Start of EXTRACTED ENTRIES

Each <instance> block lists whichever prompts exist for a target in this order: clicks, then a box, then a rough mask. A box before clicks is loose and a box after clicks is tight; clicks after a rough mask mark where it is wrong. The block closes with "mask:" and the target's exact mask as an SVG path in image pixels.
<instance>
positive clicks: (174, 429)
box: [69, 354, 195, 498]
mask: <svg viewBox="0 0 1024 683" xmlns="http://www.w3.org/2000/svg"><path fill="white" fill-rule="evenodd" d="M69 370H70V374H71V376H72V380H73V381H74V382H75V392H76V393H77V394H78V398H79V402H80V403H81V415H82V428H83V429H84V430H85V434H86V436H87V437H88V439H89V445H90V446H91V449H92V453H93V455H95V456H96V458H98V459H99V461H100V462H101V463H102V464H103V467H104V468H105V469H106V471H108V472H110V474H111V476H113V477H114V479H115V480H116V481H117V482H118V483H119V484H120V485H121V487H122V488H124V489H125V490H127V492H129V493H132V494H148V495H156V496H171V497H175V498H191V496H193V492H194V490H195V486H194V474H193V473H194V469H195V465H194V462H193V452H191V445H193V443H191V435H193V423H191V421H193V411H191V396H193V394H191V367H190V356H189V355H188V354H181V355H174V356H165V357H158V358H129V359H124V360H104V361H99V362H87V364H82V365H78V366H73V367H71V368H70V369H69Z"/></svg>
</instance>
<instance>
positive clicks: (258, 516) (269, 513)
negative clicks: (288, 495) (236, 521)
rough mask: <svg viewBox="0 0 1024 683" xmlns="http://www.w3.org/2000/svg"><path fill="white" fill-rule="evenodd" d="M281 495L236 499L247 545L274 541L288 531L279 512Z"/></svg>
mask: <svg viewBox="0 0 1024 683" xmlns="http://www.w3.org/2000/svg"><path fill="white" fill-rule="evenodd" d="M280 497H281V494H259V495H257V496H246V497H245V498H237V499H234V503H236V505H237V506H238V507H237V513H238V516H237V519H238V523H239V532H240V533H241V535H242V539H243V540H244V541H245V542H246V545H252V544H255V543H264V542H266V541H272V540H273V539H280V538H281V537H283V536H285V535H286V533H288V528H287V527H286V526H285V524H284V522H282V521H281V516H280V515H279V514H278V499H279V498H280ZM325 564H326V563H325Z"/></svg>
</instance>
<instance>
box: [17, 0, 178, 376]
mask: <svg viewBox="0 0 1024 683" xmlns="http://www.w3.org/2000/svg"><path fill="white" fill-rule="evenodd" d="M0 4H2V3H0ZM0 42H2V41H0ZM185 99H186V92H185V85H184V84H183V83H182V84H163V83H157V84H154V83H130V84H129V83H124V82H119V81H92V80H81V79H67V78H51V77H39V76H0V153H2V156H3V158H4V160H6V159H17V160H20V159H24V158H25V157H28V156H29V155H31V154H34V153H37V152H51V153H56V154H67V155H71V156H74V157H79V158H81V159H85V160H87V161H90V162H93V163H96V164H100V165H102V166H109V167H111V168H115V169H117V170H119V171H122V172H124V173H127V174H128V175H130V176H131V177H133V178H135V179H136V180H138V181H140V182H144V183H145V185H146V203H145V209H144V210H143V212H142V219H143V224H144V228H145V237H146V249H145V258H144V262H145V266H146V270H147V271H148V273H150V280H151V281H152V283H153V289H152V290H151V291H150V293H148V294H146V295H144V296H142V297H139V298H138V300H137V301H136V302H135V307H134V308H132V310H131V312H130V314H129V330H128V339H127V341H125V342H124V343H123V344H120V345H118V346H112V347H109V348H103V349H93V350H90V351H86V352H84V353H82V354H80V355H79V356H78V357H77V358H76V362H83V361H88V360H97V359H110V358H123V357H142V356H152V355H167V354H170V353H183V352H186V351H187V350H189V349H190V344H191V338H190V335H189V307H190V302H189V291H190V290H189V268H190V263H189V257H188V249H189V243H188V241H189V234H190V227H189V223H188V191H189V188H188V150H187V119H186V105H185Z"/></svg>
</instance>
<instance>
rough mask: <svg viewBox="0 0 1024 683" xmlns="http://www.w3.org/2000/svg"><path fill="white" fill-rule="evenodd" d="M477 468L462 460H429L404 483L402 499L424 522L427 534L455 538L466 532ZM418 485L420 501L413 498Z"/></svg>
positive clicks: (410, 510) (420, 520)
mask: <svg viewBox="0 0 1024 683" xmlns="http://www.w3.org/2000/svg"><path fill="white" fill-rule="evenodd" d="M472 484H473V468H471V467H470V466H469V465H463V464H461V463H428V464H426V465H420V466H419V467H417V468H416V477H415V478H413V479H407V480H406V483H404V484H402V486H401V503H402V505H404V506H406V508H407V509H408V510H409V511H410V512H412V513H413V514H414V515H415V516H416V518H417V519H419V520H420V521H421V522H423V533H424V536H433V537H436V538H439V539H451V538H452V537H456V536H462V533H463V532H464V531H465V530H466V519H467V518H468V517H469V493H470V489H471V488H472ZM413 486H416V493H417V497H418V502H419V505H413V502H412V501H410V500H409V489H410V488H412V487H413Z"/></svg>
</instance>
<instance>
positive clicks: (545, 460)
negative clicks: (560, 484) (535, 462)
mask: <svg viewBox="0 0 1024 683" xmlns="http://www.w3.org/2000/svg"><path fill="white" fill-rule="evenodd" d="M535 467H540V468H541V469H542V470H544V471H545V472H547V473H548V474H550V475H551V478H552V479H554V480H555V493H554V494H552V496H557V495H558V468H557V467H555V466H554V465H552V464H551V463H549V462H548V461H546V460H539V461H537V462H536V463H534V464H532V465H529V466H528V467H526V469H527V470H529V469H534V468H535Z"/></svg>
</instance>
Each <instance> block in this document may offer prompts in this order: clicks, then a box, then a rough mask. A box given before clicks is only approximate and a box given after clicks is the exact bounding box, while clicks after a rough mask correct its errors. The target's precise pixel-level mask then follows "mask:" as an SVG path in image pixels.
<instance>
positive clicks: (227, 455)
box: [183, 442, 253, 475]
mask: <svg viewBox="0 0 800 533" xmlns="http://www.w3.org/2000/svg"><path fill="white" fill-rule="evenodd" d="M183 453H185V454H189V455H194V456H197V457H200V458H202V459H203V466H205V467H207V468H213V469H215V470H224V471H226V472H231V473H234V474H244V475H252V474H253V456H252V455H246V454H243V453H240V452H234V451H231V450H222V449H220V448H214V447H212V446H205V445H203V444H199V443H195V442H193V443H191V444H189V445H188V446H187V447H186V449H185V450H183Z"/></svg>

End of EXTRACTED ENTRIES

**EXERCISE PROMPT:**
Would you please copy every line of the data exactly?

**RESULT FOR THIS EXERCISE:**
Each <instance> block lists whichever prompts exist for a target in this order: clicks, then a box, then a rough mask. A box before clicks is loose and a box after clicks is tight; clicks after a rough mask mark where it is wrong. The block closes with "mask:" and the target's exact mask as an SVG path in image pixels.
<instance>
positive clicks: (174, 429)
box: [69, 354, 195, 498]
mask: <svg viewBox="0 0 1024 683" xmlns="http://www.w3.org/2000/svg"><path fill="white" fill-rule="evenodd" d="M69 370H70V374H71V376H72V380H73V381H74V382H75V392H76V393H77V394H78V398H79V402H80V403H81V415H82V428H83V429H84V430H85V434H86V436H87V437H88V439H89V445H90V446H91V449H92V453H93V455H95V456H96V458H98V459H99V461H100V462H101V463H102V464H103V467H104V468H105V469H106V471H108V472H110V474H111V476H113V477H114V479H115V480H116V481H117V482H118V483H119V484H120V485H121V487H122V488H124V489H125V490H127V492H129V493H132V494H148V495H156V496H171V497H175V498H191V496H193V492H194V490H195V486H194V474H193V473H194V469H195V465H194V462H193V452H191V445H193V443H191V435H193V423H191V421H193V411H191V396H193V394H191V367H190V356H189V355H188V354H181V355H174V356H165V357H158V358H129V359H124V360H104V361H99V362H87V364H82V365H78V366H73V367H71V368H70V369H69Z"/></svg>
</instance>
<instance>
positive clicks: (258, 516) (269, 513)
negative clicks: (288, 495) (236, 521)
rough mask: <svg viewBox="0 0 1024 683" xmlns="http://www.w3.org/2000/svg"><path fill="white" fill-rule="evenodd" d="M281 495L236 499L247 545L274 541L288 531L279 512Z"/></svg>
mask: <svg viewBox="0 0 1024 683" xmlns="http://www.w3.org/2000/svg"><path fill="white" fill-rule="evenodd" d="M280 497H281V494H259V495H257V496H246V497H245V498H237V499H234V503H236V505H237V506H238V507H237V513H238V516H237V519H238V523H239V532H240V533H241V535H242V539H243V540H244V541H245V542H246V545H252V544H255V543H264V542H266V541H272V540H273V539H280V538H281V537H283V536H285V535H286V533H288V528H287V527H286V526H285V524H284V522H282V521H281V516H280V515H279V514H278V499H279V498H280ZM325 564H326V563H325Z"/></svg>
</instance>
<instance>
box: [17, 0, 178, 376]
mask: <svg viewBox="0 0 1024 683" xmlns="http://www.w3.org/2000/svg"><path fill="white" fill-rule="evenodd" d="M0 4H2V3H0ZM0 42H2V41H0ZM185 99H186V92H185V85H184V84H183V83H182V84H163V83H157V84H154V83H130V84H129V83H124V82H119V81H92V80H81V79H67V78H51V77H39V76H0V153H2V156H3V158H4V160H6V159H17V160H20V159H24V158H25V157H28V156H29V155H31V154H34V153H37V152H51V153H56V154H67V155H71V156H74V157H79V158H81V159H85V160H87V161H90V162H93V163H96V164H100V165H102V166H109V167H111V168H115V169H117V170H119V171H122V172H124V173H127V174H128V175H130V176H131V177H133V178H135V179H136V180H138V181H140V182H144V183H145V185H146V203H145V209H144V210H143V212H142V219H143V224H144V228H145V237H146V249H145V258H144V262H145V266H146V270H147V271H148V273H150V280H151V281H152V283H153V289H152V290H151V291H150V293H148V294H146V295H144V296H142V297H139V298H138V300H137V301H136V302H135V307H134V308H132V310H131V312H130V314H129V330H128V339H127V341H125V342H124V343H123V344H120V345H118V346H112V347H109V348H103V349H93V350H90V351H86V352H84V353H82V354H80V355H79V356H78V357H77V358H76V362H83V361H88V360H97V359H110V358H123V357H142V356H152V355H167V354H170V353H183V352H186V351H187V350H189V349H190V344H191V338H190V335H189V307H190V302H189V291H190V290H189V268H190V263H189V257H188V249H189V243H188V241H189V234H190V227H189V223H188V191H189V188H188V150H187V119H186V105H185Z"/></svg>
</instance>
<instance>
rough mask: <svg viewBox="0 0 1024 683" xmlns="http://www.w3.org/2000/svg"><path fill="white" fill-rule="evenodd" d="M477 468L462 460H429L404 483L402 499L424 522L427 534L455 538L466 532ZM418 485L420 501L413 498Z"/></svg>
positive clicks: (410, 510) (420, 520)
mask: <svg viewBox="0 0 1024 683" xmlns="http://www.w3.org/2000/svg"><path fill="white" fill-rule="evenodd" d="M472 484H473V468H471V467H470V466H469V465H463V464H461V463H428V464H426V465H420V466H419V467H417V468H416V477H415V478H413V479H407V480H406V483H404V484H402V486H401V503H402V505H404V506H406V508H407V509H408V510H409V511H410V512H412V513H413V514H414V515H415V516H416V518H417V519H419V520H420V521H421V522H423V533H424V536H433V537H436V538H439V539H451V538H452V537H456V536H462V533H463V532H464V531H465V530H466V519H467V518H468V517H469V493H470V489H471V488H472ZM413 486H416V493H417V497H418V502H419V505H413V502H412V501H410V500H409V489H410V488H412V487H413Z"/></svg>
</instance>
<instance>
positive clicks: (545, 460)
negative clicks: (560, 484) (535, 462)
mask: <svg viewBox="0 0 1024 683" xmlns="http://www.w3.org/2000/svg"><path fill="white" fill-rule="evenodd" d="M535 467H540V468H541V469H542V470H544V471H545V472H547V473H548V474H550V475H551V478H552V479H554V480H555V493H554V494H552V496H557V495H558V468H557V467H555V466H554V465H552V464H551V463H549V462H548V461H546V460H539V461H537V462H536V463H534V464H532V465H529V466H528V467H526V469H527V470H529V469H534V468H535Z"/></svg>
</instance>
Each <instance> block in this document may offer prompts in this order: clicks, then a box, then a rough mask. A box given before clicks is only approximate and a box given after clicks is the exact bounding box, while clicks after a rough mask correct its errors. The target's precise pixel-level mask then follows "mask:" as an SVG path in image pixels.
<instance>
positive clicks: (227, 455)
box: [183, 442, 253, 475]
mask: <svg viewBox="0 0 800 533" xmlns="http://www.w3.org/2000/svg"><path fill="white" fill-rule="evenodd" d="M183 453H185V454H189V455H194V456H197V457H200V458H202V459H203V466H205V467H207V468H213V469H215V470H224V471H226V472H231V473H234V474H244V475H252V474H253V456H252V455H246V454H243V453H240V452H234V451H231V450H222V449H220V448H214V447H212V446H205V445H203V444H199V443H195V442H193V443H191V444H189V445H188V446H187V447H186V449H185V450H183Z"/></svg>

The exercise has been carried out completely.